Mostra, copiandola per intero, ogni riga dell'elenco qui sotto in cui compare la parola "lighthouse".

=======

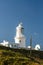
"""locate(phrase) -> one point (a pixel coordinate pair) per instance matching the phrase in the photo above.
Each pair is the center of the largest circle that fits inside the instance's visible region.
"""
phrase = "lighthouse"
(20, 38)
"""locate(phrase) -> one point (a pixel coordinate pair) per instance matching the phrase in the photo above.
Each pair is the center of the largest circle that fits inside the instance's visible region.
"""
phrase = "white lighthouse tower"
(20, 38)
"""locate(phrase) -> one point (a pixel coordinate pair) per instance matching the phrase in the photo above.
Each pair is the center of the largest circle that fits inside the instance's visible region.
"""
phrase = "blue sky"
(29, 12)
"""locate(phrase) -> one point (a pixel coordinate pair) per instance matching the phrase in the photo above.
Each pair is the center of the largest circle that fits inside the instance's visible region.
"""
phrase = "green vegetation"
(10, 56)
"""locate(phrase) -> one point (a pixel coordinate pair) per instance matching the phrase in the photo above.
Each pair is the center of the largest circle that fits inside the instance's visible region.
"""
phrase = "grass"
(20, 57)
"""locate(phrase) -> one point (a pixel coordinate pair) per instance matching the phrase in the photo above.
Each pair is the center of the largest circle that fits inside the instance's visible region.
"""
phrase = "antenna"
(30, 45)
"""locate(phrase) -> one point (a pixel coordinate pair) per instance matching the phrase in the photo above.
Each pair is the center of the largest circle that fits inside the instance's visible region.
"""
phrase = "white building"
(19, 39)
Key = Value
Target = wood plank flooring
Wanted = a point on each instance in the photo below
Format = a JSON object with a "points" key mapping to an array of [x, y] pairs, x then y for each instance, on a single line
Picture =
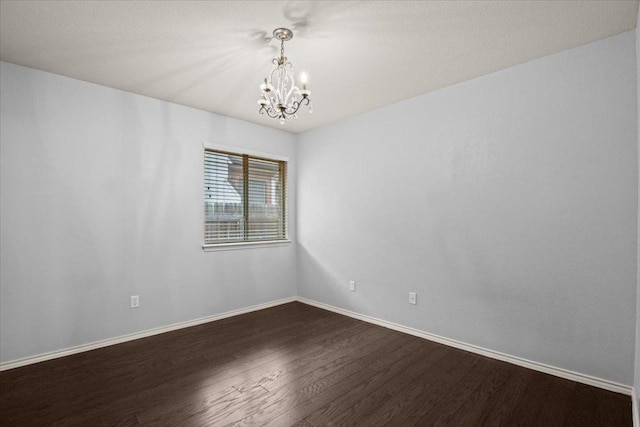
{"points": [[295, 365]]}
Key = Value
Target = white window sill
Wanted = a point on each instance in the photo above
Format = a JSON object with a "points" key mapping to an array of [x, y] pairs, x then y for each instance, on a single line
{"points": [[244, 245]]}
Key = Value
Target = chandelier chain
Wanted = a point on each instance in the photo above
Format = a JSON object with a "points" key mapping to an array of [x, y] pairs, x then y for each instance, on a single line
{"points": [[281, 98]]}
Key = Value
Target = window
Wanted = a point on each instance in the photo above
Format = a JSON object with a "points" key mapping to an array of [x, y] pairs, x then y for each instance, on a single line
{"points": [[244, 198]]}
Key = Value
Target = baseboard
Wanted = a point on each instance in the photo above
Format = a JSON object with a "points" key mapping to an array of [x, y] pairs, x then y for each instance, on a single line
{"points": [[541, 367], [130, 337], [634, 408]]}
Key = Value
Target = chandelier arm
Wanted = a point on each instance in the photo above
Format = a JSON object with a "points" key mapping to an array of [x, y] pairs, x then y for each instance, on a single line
{"points": [[281, 97]]}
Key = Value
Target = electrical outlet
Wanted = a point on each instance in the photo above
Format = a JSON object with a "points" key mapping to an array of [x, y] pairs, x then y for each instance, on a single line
{"points": [[413, 298]]}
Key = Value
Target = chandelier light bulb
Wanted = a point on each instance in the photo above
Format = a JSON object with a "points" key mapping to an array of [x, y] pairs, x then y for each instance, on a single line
{"points": [[281, 98]]}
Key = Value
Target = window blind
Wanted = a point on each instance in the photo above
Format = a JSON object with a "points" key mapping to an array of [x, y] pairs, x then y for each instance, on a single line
{"points": [[244, 198]]}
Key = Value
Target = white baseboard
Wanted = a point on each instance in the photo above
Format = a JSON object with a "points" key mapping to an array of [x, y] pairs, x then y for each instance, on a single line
{"points": [[137, 335], [634, 408], [541, 367]]}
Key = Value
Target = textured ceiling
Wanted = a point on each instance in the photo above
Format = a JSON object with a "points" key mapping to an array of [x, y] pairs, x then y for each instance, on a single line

=======

__Risposta corretta__
phrase = "lighthouse"
phrase = "white lighthouse tower"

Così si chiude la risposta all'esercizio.